** start Input for this task **

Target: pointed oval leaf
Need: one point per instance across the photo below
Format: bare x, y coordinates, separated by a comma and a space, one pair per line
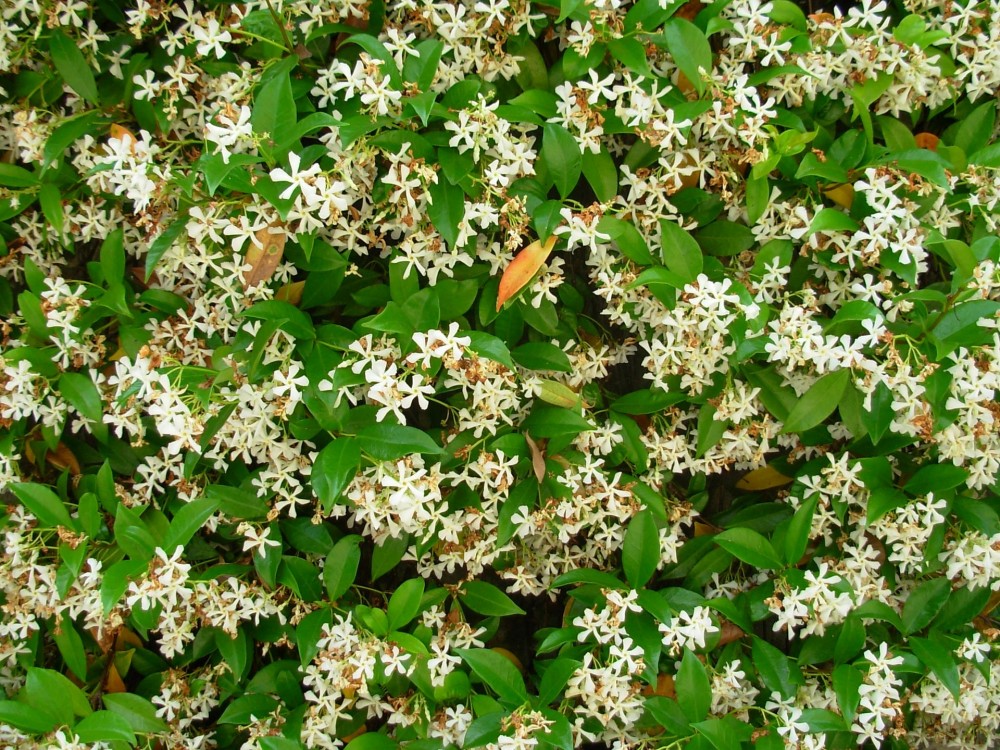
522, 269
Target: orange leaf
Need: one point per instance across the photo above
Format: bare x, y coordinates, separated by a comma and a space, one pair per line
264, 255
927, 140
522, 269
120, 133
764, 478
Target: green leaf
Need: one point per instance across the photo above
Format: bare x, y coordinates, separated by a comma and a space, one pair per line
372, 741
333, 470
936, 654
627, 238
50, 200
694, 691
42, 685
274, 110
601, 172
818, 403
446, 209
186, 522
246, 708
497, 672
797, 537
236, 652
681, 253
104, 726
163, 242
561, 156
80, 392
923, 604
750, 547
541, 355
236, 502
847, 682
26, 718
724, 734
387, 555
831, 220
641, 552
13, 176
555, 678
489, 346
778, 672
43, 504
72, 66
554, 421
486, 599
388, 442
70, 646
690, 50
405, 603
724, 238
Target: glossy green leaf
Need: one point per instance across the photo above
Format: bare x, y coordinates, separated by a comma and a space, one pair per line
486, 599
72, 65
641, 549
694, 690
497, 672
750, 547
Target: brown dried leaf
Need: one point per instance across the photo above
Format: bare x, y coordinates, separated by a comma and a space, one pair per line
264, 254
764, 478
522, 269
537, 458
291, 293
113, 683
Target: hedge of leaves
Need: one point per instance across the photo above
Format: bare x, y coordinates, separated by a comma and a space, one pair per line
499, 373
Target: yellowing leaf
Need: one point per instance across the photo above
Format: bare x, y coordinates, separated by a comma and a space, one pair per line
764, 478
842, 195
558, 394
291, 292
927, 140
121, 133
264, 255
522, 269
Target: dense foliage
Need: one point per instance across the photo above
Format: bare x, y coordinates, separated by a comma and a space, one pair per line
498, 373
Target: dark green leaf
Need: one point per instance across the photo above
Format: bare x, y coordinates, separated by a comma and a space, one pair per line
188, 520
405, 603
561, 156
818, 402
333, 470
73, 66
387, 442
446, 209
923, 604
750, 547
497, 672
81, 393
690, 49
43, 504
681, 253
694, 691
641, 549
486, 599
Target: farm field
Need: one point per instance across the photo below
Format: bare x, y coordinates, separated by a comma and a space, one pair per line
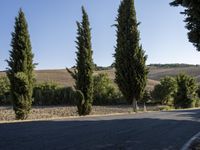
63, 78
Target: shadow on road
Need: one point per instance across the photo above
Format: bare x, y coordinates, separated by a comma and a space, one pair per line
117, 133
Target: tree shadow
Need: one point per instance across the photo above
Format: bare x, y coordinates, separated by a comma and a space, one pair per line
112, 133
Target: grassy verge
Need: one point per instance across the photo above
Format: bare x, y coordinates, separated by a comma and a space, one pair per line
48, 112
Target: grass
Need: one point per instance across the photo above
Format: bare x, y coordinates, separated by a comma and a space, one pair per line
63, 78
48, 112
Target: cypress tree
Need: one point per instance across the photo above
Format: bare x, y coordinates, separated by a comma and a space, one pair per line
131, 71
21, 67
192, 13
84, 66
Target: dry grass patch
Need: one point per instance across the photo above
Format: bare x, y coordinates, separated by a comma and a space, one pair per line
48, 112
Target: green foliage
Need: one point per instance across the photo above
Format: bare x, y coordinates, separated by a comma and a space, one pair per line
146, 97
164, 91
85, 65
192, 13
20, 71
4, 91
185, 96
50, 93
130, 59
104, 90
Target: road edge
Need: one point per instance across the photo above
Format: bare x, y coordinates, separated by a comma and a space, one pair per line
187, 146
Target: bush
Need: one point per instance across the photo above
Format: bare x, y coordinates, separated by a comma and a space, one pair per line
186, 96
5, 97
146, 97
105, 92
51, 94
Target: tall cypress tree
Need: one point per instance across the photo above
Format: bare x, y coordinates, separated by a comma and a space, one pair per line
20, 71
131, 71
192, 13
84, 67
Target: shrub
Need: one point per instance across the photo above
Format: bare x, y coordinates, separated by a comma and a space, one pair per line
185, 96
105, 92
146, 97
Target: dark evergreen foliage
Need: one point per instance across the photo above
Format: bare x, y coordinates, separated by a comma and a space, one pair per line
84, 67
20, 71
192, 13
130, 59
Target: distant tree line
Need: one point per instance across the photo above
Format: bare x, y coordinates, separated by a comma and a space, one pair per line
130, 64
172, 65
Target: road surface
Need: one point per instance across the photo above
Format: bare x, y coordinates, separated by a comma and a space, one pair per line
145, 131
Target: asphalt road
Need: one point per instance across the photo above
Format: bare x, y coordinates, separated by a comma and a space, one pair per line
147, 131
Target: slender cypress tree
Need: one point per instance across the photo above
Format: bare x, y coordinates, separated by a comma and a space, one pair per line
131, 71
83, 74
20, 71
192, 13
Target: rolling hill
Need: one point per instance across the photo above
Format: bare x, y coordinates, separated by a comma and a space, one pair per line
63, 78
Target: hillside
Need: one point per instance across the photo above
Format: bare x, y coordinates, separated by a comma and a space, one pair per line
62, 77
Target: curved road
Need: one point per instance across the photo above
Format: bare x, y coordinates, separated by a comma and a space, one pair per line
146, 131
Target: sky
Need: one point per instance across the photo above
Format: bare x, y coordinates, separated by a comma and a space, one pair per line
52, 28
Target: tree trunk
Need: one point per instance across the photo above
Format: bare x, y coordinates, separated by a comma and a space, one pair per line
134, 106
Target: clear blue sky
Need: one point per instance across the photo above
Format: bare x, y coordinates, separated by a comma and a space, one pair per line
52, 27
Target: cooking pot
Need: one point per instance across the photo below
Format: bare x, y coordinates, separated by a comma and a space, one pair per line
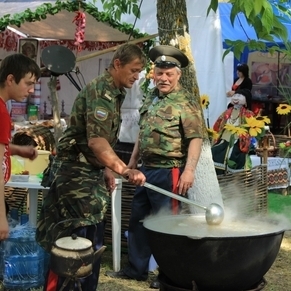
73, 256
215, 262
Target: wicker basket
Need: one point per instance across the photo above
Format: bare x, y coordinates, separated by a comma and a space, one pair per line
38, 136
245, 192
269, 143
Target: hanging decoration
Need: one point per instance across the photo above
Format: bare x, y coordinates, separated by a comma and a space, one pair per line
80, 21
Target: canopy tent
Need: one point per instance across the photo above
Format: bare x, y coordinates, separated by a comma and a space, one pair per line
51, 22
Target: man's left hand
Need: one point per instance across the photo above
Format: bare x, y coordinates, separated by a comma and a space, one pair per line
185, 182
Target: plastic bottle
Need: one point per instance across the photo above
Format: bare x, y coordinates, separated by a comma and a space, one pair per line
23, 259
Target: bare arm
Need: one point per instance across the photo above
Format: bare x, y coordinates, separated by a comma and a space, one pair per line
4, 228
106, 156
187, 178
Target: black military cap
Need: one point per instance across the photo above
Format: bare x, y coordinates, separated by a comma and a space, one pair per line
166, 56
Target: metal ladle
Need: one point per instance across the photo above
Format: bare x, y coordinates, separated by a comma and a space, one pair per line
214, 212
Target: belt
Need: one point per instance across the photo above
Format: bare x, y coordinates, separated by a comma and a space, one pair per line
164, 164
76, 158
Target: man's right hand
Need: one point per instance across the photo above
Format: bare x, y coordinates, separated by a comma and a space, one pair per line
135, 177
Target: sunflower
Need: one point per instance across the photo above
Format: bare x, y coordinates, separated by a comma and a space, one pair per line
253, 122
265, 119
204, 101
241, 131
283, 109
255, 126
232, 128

** end Input for this task **

- Task directions
Write the records out again in full, exactly, and skip every picture.

- Right answer
Target: pointed oval leaf
Need: one point per instance across the photo below
Format: bare x, y coordinates, separated by a comma and a space, one pair per line
522, 269
Target: orange leaf
Need: one point per instance across the photo above
Format: bare x, y coordinates, separated by a comma and a space, one pair per line
264, 255
927, 140
522, 269
120, 133
764, 478
Target: green leaf
Need: one point per instance across the photo above
Format: bare x, y coordinates, separated by a comma and a space, one pair per line
372, 741
333, 470
936, 654
627, 238
50, 200
694, 691
42, 685
274, 110
601, 172
818, 403
446, 209
186, 522
246, 708
497, 672
797, 537
236, 652
681, 253
104, 726
163, 242
561, 156
80, 392
923, 604
750, 547
541, 355
236, 502
847, 682
26, 718
724, 734
387, 555
831, 220
641, 552
13, 176
555, 678
489, 346
778, 672
43, 504
72, 66
554, 421
486, 599
388, 442
70, 646
690, 50
405, 603
724, 238
Target: glossy green leaf
Need: one point per instance across the photo above
Format: bare x, y coordinates, separated by a comma and a space, one pair per line
486, 599
72, 65
641, 549
694, 690
497, 672
750, 547
Target: brown dried leaf
Need: one point per instance across the photo above
Format: bare x, y coordinates, separated by a comma and a space, one pair per line
264, 254
764, 478
522, 269
537, 458
291, 293
113, 683
Target: hedge of leaves
Need: one point per instance across the photo above
Format: bare x, y coordinates, separated by a comma and a space, one pair per line
499, 373
Target: yellowing leaf
Need: one point per instance across the photo above
Format: bare x, y coordinates, separated by a comma and a space, one pair per line
764, 478
842, 195
558, 394
291, 292
927, 140
121, 133
264, 255
522, 269
Target: dense foliage
Need: one point per instance across the photo above
Format: bare x, y coordinates, separated by a comma and a space, one pair per line
498, 373
Target: dark green leaf
Need: one point per instance across the photo above
Format: bare x, y coordinates, separated by a comma and a space, one pair per line
188, 520
405, 603
561, 156
818, 402
333, 470
73, 66
387, 442
446, 209
923, 604
750, 547
497, 672
81, 393
690, 49
43, 504
681, 253
694, 691
641, 549
486, 599
Target: farm field
Need: one point per instance across the photo below
Format: bare x, y coordinates, separated by a comma and a space, one pair per line
63, 78
Target: shadow on road
Need: one point per instance across the photo above
Format: bare x, y coordinates, separated by a comma and a space, one pair per line
117, 133
Target: tree shadow
Need: one point per instance across the photo above
Format: bare x, y coordinates, separated by a comma and a space, one pair per line
112, 133
Target: grassy verge
Need: one point per instance across the photo above
Format: bare x, y coordinates, separated by a comma and a space, one pair per line
48, 112
Target: grass
Need: one point per instance across the photo above
Format: bare x, y coordinates, separated by a comma and a space, one pair per line
63, 78
48, 112
Target: cypress tree
Need: one point per instance across the photo above
Format: bare x, y coordinates, separated by a comma and a space, one pair per line
131, 71
21, 67
192, 13
84, 66
Target: dry grass patch
Need: one point per instance across the photo above
Format: bare x, y coordinates, separated by a comma and a space, one pair per line
48, 112
Target: green foliage
Need: one point per instance across the photo above
Format: bare x, y coordinates, separated by a comma and a space, one pair per line
146, 97
164, 91
85, 65
192, 13
20, 71
4, 91
185, 96
50, 93
130, 59
104, 90
Target: road edge
Need: one point per instance across the photo above
Format: bare x, y coordinates, separated by a comma and a space, one pair per line
187, 146
Target: bush
Need: one point per instance across the photo above
Format: bare x, y coordinates, separated by a comma and a space, one pair per line
186, 96
5, 97
146, 97
105, 92
51, 94
Target: tall cypress tree
Need: one point per instance across the photo above
Format: bare x, y coordinates, separated by a comma and a space, one pair per line
20, 71
131, 71
192, 13
84, 67
Target: shrub
Need: one point per instance across the photo above
Format: bare x, y coordinates, separated by a comma and a space, one pair per line
185, 96
105, 92
146, 97
Target: dark evergreen foliage
Need: one point per instance across the photo above
Format: bare x, y coordinates, separated by a comma and a space, one pair per line
84, 67
20, 71
192, 13
130, 59
Target: distant tree line
Need: one point per instance across the photo above
Format: bare x, y coordinates, separated by a comma and a space, one pair per line
130, 64
172, 65
Target: road surface
Need: one point per instance across the photo above
Format: bare x, y coordinates, separated by a comma and a space, one pair per line
145, 131
Target: asphalt road
Need: one point per instance across the photo above
Format: bare x, y coordinates, separated by a comma and a space, one pair per line
147, 131
Target: slender cypress tree
Need: one point per instance across the photo above
Format: bare x, y coordinates, separated by a comma and a space, one pair per line
131, 71
83, 74
20, 71
192, 13
Target: rolling hill
Need: one point per instance across the photo above
Format: bare x, y coordinates, separated by a comma and a space, one pair per line
63, 78
Target: hillside
Need: one point per instance across the photo above
Format: bare x, y coordinates, separated by a comma and a space, one pair per line
62, 77
Target: curved road
Need: one point per instance across the photo above
Format: bare x, y coordinates, separated by a comma and a space, one pair per line
146, 131
Target: sky
Need: one point per instance across the photo above
Format: bare x, y coordinates, separated by a comma and a space, one pair per line
52, 28
Target: tree trunk
Need: one point per instance across the photo above
Format: bare x, y coordinates, separated by a comma and a space, one pair per line
134, 106
Target: clear blue sky
Need: one point per instance across the photo above
Format: bare x, y coordinates, separated by a comma and a space, one pair per line
52, 27
Target: cooking pot
Need: one point per instance across the photo below
Format: bare x, y coordinates, separated by a comma and a space, one pair per line
73, 256
215, 262
Target: wicker basket
Need: one point per instance across the photo above
Format: bare x, y coordinates, separated by a comma and a space, one pair per line
38, 136
245, 192
269, 143
Target: hanging decoration
Need: one point per instance across the photo above
Format: bare x, y coordinates, separated by a comma and a space, one pair per line
80, 21
Target: canopy tent
Need: one point per instance across the photo above
Format: bare x, y coordinates, separated by a comma and a space, one pair per line
51, 22
Target: man's left hand
Need: one point per instance across the photo above
Format: bare x, y coordinates, separated by a comma and a space, one pair per line
185, 182
Target: plastic bottle
Need: one point per instance across the photo above
Format: bare x, y coordinates, separated by a comma and a space, one pair per line
23, 259
Target: bare arm
Need: one point per instance across the photo above
Format: bare x, y coordinates, separated by a comma and a space, one pair per line
4, 228
106, 156
187, 178
Target: black military cap
Need: one point per instance across the photo above
Format: bare x, y coordinates, separated by a comma and a space, one pair per line
166, 56
Target: metal ladle
Need: one point per instance across the photo above
Format: bare x, y coordinates, separated by a comma and a space, one pair per line
214, 212
Target: belt
Need: one point per instance across the photo above
Format: bare x, y coordinates, separated by a comma and a space, one pair per line
164, 164
76, 158
Target: man's right hand
Need: one point per instance across the photo above
Format: bare x, y coordinates, separated by a comma and a space, one pair per line
135, 177
Target: sunflower
Need: one point per instance across the photo above
Format: bare x, y coordinates, separated by a comma and a space, one pair per line
253, 122
265, 119
204, 101
241, 131
283, 109
255, 126
232, 128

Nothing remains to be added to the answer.